**Task objective**
Using the records below, transcribe word for word the stretch from the line that contains "cup --coords whole-pixels" through the line that contains "number --coords whole-pixels", both end lines included, and nothing else.

Dataset records:
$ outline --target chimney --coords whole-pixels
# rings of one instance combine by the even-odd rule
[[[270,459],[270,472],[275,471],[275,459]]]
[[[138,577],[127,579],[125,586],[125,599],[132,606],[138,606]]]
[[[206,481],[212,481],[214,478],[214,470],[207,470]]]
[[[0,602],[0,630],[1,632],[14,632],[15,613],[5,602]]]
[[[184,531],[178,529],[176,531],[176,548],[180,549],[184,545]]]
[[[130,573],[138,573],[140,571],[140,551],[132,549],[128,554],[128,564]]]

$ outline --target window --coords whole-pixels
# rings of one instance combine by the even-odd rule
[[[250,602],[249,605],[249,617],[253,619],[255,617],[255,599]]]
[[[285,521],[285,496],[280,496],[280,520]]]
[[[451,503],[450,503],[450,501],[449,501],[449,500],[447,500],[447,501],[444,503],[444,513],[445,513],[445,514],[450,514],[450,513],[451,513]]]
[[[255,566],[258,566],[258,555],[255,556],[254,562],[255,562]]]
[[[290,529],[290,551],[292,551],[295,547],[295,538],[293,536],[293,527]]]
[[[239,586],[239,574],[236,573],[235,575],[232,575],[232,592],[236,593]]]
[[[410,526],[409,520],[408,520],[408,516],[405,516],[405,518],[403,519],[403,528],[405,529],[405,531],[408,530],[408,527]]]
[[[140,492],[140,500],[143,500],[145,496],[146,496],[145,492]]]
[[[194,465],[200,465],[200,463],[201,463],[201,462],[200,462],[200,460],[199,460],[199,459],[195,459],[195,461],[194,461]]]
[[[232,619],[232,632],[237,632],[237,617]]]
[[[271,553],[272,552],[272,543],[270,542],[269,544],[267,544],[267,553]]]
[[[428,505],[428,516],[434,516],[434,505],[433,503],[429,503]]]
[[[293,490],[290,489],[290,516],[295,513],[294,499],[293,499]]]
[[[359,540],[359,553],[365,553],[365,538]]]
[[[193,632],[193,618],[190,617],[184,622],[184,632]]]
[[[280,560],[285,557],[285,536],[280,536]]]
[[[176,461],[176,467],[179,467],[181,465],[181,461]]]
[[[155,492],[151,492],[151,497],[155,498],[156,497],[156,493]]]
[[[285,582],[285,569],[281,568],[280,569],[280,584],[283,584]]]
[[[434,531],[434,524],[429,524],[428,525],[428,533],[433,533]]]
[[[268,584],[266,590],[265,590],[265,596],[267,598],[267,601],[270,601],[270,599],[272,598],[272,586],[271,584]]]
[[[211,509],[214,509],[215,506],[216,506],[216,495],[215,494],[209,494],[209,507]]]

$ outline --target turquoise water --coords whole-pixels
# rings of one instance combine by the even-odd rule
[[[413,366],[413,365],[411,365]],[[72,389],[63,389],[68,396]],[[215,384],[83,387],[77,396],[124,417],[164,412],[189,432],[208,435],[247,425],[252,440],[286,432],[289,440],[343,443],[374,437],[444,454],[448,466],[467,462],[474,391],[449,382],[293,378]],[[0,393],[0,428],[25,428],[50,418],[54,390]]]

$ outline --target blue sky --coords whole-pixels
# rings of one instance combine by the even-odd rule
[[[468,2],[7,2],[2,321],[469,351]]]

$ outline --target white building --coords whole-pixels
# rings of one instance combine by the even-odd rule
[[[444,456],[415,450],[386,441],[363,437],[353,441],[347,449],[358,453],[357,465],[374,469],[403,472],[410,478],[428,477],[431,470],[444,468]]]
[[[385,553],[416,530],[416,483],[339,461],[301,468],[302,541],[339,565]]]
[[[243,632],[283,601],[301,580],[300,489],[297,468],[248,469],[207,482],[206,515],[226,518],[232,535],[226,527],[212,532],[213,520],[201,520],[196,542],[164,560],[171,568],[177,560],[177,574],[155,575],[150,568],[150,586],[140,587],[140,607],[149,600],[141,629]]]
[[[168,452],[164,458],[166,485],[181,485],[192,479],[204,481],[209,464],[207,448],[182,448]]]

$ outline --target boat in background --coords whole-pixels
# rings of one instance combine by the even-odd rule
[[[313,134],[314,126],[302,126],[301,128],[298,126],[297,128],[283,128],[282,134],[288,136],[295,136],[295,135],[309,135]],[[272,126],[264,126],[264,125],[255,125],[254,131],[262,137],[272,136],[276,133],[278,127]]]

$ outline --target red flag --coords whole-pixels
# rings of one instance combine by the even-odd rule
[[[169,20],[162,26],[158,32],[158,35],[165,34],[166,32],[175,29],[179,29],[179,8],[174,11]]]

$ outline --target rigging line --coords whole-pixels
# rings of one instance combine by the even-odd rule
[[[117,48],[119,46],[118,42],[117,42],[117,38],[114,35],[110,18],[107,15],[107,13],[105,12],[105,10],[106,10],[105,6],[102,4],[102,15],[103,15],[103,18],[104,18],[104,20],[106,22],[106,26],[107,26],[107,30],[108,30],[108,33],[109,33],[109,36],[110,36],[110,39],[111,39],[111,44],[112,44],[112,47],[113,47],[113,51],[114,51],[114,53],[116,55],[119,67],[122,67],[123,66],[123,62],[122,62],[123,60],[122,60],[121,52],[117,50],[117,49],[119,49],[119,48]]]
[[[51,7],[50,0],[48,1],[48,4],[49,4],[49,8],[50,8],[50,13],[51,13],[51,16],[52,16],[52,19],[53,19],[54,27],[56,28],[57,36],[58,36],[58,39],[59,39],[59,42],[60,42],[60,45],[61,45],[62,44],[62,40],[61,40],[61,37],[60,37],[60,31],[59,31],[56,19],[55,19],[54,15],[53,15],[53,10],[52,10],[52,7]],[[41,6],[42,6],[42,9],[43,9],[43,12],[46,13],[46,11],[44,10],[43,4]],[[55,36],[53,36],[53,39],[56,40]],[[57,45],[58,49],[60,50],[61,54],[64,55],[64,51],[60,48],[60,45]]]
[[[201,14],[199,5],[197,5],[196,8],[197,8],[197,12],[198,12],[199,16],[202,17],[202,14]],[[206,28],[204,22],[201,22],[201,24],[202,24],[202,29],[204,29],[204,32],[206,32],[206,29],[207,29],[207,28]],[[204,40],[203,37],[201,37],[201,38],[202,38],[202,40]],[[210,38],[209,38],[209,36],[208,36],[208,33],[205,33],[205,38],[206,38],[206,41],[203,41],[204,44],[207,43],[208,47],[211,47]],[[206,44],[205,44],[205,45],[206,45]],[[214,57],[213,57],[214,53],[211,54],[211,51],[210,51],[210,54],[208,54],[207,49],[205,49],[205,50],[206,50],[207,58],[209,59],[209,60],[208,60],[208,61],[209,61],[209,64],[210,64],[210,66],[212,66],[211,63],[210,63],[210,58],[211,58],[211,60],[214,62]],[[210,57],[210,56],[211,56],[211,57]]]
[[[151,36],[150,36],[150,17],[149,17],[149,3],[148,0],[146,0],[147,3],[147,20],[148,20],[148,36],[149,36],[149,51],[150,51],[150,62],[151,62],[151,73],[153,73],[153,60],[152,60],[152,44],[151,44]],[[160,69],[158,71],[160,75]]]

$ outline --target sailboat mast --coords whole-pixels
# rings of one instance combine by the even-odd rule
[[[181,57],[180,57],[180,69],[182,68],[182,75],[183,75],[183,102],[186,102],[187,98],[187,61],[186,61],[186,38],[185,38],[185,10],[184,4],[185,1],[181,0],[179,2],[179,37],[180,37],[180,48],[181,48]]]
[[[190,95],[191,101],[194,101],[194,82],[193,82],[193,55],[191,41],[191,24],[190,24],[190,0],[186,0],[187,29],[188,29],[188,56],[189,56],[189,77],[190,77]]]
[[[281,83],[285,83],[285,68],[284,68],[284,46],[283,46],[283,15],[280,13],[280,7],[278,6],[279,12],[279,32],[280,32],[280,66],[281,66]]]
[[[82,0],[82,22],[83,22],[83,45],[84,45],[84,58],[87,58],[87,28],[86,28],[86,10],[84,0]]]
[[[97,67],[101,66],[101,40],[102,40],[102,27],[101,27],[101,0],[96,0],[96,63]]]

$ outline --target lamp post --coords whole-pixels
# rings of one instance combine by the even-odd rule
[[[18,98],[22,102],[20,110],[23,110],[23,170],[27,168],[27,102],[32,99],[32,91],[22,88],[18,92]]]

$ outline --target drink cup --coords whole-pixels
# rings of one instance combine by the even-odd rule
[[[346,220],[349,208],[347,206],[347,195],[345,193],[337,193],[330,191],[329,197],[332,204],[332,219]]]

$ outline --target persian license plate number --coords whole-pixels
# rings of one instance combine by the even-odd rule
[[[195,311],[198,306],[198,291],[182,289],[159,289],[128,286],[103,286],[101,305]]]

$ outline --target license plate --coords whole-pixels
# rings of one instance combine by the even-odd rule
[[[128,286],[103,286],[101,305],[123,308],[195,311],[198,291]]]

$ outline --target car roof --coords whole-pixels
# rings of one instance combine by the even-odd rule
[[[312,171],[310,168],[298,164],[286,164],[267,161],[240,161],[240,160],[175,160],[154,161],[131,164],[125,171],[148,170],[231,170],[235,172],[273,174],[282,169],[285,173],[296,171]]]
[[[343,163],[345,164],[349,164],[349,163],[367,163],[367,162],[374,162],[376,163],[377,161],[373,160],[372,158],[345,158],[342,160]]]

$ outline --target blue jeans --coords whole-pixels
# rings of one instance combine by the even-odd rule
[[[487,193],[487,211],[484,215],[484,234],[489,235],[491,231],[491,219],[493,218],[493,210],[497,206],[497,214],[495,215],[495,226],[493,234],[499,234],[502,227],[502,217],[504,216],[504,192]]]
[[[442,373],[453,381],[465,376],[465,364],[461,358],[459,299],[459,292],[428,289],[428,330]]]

---

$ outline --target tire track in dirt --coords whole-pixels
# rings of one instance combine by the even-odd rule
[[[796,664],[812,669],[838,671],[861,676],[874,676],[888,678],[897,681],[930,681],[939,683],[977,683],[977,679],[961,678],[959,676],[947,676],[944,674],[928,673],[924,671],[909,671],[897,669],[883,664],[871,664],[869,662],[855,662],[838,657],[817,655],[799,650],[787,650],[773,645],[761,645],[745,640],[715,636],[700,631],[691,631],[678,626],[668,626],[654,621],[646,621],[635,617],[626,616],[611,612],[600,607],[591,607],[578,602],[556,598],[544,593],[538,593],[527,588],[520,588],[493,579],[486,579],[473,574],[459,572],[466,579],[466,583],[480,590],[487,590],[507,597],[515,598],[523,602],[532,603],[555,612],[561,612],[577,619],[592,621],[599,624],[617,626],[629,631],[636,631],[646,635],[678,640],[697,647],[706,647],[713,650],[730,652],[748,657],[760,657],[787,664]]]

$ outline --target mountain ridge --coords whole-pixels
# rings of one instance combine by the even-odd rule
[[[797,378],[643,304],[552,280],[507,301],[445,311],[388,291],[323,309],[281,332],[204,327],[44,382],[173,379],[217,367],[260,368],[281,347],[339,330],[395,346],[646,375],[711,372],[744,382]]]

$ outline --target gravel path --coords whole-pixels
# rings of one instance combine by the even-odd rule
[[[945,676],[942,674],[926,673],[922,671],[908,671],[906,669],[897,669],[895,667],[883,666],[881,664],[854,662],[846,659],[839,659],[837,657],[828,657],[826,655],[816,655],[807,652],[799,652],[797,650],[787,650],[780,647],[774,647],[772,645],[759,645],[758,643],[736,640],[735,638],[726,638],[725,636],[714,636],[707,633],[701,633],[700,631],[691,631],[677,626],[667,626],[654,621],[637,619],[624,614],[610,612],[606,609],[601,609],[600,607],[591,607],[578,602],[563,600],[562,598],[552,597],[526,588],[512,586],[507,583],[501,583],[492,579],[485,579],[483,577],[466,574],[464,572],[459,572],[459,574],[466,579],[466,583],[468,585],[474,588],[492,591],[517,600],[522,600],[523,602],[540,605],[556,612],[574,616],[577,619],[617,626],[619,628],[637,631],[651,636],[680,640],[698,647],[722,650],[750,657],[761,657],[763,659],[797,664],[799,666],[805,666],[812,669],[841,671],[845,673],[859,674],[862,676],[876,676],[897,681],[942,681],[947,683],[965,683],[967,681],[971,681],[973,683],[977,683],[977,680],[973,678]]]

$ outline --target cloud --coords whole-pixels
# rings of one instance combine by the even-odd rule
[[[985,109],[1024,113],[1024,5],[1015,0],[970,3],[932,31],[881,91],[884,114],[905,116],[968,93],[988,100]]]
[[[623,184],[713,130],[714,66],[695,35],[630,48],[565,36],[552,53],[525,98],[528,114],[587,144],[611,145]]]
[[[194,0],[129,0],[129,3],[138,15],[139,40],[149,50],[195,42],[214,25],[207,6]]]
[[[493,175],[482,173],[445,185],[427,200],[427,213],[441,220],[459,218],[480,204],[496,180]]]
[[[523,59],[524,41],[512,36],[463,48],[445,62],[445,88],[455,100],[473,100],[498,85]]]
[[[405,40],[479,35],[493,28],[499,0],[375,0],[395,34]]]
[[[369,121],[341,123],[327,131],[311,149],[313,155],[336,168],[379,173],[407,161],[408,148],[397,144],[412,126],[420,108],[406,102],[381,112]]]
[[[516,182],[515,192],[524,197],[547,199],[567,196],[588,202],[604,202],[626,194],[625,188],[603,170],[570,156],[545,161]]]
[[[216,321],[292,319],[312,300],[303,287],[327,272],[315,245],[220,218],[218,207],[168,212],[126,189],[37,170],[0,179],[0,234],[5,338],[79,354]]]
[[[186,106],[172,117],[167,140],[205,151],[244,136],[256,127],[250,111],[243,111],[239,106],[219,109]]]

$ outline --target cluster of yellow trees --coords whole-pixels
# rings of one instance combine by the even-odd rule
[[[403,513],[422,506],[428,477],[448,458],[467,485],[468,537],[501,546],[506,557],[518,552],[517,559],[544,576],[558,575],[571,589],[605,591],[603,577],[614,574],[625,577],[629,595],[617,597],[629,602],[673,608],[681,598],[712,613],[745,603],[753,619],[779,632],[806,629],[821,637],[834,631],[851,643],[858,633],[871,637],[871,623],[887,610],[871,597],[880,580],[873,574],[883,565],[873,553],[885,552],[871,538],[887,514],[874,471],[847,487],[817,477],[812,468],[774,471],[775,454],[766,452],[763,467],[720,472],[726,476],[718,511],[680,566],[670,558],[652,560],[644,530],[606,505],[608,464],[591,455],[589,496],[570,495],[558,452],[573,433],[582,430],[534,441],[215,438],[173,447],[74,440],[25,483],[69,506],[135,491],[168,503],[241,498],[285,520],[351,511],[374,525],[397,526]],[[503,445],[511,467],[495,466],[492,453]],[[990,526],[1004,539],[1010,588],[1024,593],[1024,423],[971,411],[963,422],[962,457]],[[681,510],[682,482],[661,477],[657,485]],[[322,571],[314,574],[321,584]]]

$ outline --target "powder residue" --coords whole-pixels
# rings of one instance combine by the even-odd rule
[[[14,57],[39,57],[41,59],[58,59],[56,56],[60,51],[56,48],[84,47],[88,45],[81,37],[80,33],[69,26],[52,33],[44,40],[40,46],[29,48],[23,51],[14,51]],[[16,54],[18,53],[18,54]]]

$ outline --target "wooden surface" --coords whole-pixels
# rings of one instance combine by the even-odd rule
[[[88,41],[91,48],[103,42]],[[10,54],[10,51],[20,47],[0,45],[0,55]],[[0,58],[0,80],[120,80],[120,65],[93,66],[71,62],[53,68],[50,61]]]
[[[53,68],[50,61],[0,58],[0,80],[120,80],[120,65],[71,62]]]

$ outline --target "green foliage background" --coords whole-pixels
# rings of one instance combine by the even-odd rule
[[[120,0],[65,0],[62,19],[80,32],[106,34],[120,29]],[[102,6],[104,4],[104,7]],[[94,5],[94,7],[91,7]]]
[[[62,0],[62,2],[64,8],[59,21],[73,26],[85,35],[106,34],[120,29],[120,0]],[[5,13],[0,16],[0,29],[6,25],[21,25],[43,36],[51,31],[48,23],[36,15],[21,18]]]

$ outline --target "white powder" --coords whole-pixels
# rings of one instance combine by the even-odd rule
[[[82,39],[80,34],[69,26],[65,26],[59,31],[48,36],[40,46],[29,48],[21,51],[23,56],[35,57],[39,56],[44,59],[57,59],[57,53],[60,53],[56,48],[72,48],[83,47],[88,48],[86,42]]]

**Answer to the problem**
$ outline --target drink cup --coords whole-pixels
# rings of one instance combine by the even-odd rule
[[[346,220],[349,208],[347,206],[347,195],[345,193],[337,193],[330,191],[329,197],[332,204],[332,219]]]

$ outline --target persian license plate number --coords whole-pixels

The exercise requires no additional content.